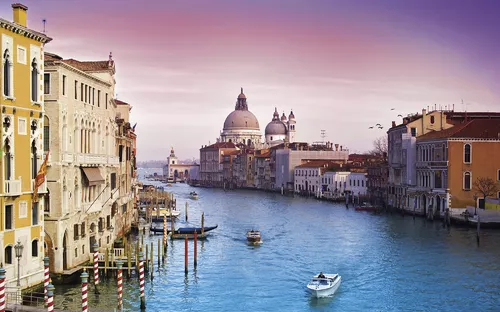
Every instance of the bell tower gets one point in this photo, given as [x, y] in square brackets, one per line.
[291, 127]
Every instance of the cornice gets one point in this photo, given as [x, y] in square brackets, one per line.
[75, 70]
[24, 31]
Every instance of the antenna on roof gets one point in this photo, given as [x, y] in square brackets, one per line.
[323, 135]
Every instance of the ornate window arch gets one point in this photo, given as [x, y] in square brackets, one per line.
[34, 80]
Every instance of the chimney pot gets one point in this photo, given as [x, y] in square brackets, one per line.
[20, 13]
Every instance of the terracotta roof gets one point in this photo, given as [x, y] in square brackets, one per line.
[221, 145]
[51, 57]
[476, 128]
[319, 164]
[91, 66]
[118, 102]
[263, 155]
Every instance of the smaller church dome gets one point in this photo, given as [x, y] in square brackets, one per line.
[242, 95]
[275, 127]
[283, 117]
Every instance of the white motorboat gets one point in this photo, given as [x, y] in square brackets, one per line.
[324, 285]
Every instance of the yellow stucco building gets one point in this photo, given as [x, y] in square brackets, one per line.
[22, 150]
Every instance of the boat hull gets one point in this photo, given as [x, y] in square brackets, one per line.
[185, 231]
[321, 292]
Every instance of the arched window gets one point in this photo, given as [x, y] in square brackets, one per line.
[34, 248]
[467, 181]
[467, 153]
[34, 81]
[7, 162]
[34, 161]
[6, 73]
[46, 134]
[8, 255]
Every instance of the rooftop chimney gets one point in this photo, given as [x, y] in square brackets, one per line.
[20, 13]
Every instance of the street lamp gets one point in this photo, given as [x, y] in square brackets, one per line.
[475, 202]
[19, 253]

────────────────

• [待完成任务] 请从上面的材料中逐行摘录全部文字，保持原文一字不改，答案中不要包含图片。

• [正确答案]
Every instance of the bell tower gets one point in this photo, given as [x, y] in square brackets, one per line.
[291, 127]
Every instance of the cornice gets one point in this photo, given as [x, y] in square brackets, one per line.
[75, 70]
[24, 31]
Every instance of the antenna on roof gets one point in this photo, given as [x, y] in square brackets, one per line.
[323, 135]
Every instance of the ornate window arch gets one point in this photo, given as [x, y] in square brackets, one per line.
[34, 80]
Every instance of the chimney pot gets one point in this photo, given as [x, y] in square brackets, one per line.
[20, 13]
Every instance of the terracotta roof gets one point in this photo, given as [x, y] in square brackets, one per line.
[221, 145]
[51, 57]
[476, 128]
[319, 164]
[91, 66]
[118, 102]
[263, 155]
Every instance of the smaller church dome gets one point in this photo, given as [x, y] in square brackets, one per line.
[242, 95]
[275, 127]
[283, 117]
Every instance of the white motorboat gets one point in this photo, given as [x, y] in square brackets, one per line.
[324, 285]
Every instance of the yellow stucco building gets one point in this photo, given as [x, y] in square brackets, one per line.
[22, 150]
Every instance of the boat hull gets one point in this photo, given as [x, y] in square brackets, one per line.
[185, 231]
[321, 292]
Every instance of the arched window gets one point in this photo, given as [x, y] in square brackets, one per line.
[34, 248]
[467, 181]
[467, 153]
[34, 81]
[7, 162]
[34, 161]
[6, 73]
[46, 134]
[8, 255]
Every instance of the rooftop chimney gets one point in this photo, given as [x, y] in square brackets, one per line.
[20, 13]
Every instance of the street lamp gets one point in this photo, given as [x, y] in square brackets, one per line.
[475, 202]
[19, 253]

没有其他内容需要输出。